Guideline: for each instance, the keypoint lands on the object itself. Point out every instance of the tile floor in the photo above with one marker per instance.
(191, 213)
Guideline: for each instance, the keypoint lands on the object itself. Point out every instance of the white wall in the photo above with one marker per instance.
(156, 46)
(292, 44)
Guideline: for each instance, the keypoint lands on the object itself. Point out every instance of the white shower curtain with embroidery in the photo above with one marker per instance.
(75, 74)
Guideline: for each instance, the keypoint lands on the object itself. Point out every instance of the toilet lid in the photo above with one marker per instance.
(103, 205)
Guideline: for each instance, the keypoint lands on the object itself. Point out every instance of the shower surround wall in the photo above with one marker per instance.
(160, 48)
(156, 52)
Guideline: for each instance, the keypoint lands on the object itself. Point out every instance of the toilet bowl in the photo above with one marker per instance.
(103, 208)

**WHAT THE EXERCISE ASKS**
What this exercise asks for is an exact copy of all the records.

**ANSWER TO THE EXERCISE**
Guideline: for each instance, the keypoint lands on the object itself. Point out every instance of the tile floor in the photo above with one marker per instance.
(191, 213)
Guideline: for each instance, the keypoint lands on the object itself. Point out every instance of the white wall in the photo above with one marker per instance.
(156, 46)
(292, 44)
Guideline: for each instance, the keypoint lands on the object itself. Point out every instance of the white shower curtain with embroidery in the photo above with one marker per instance.
(75, 74)
Guideline: for each instance, the keypoint lands on the object itself. Point out every instance of the toilet lid in the photo above with one marker per instance.
(103, 205)
Guideline: for each instance, the keypoint lands on the object itself. Point out every instance of the shower surround wall in the photo above with one marker per instance.
(160, 48)
(156, 52)
Guideline: for each instance, the keypoint lands on the object itself. Point out every instance of the toilet bowl in the photo above with one marker per instance.
(103, 208)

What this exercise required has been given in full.